- [ASSIGNED TASK] Give the number of lines in the entries below that hold "lion", with no accompanying words.

- [DATA SHOWN]
--------
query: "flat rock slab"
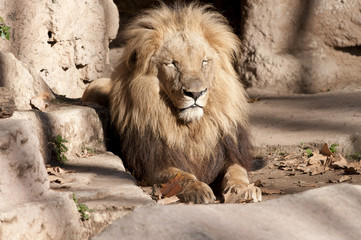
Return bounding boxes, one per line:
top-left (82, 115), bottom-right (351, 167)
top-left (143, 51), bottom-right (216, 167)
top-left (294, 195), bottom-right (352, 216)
top-left (92, 184), bottom-right (361, 240)
top-left (11, 104), bottom-right (106, 161)
top-left (50, 152), bottom-right (154, 238)
top-left (59, 152), bottom-right (154, 210)
top-left (249, 90), bottom-right (361, 154)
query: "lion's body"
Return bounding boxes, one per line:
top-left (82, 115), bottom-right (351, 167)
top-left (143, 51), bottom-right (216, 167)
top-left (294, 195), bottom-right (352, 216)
top-left (83, 2), bottom-right (261, 203)
top-left (110, 3), bottom-right (251, 184)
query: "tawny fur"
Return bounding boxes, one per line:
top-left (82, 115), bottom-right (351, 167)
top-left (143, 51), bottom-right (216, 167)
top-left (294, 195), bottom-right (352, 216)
top-left (107, 3), bottom-right (256, 201)
top-left (82, 78), bottom-right (111, 106)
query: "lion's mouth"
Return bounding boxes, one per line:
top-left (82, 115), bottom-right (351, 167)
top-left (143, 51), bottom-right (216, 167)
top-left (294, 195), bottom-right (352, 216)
top-left (179, 104), bottom-right (203, 111)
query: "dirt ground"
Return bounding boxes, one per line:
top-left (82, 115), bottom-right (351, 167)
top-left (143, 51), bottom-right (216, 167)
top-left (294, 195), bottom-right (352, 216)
top-left (249, 146), bottom-right (361, 201)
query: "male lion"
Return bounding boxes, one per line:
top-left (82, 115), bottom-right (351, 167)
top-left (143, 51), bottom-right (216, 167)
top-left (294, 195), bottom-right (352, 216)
top-left (83, 3), bottom-right (261, 203)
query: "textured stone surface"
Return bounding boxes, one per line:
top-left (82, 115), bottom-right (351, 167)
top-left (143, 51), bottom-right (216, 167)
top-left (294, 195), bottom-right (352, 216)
top-left (0, 0), bottom-right (119, 97)
top-left (11, 104), bottom-right (106, 162)
top-left (0, 119), bottom-right (50, 205)
top-left (51, 152), bottom-right (154, 238)
top-left (0, 51), bottom-right (53, 110)
top-left (0, 119), bottom-right (82, 240)
top-left (0, 87), bottom-right (15, 118)
top-left (93, 184), bottom-right (361, 240)
top-left (61, 152), bottom-right (154, 210)
top-left (239, 0), bottom-right (361, 94)
top-left (0, 195), bottom-right (82, 240)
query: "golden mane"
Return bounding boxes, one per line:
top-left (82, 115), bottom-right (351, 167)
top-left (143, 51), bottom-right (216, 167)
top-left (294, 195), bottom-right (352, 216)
top-left (110, 2), bottom-right (251, 184)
--------
- [TASK OUTPUT] 3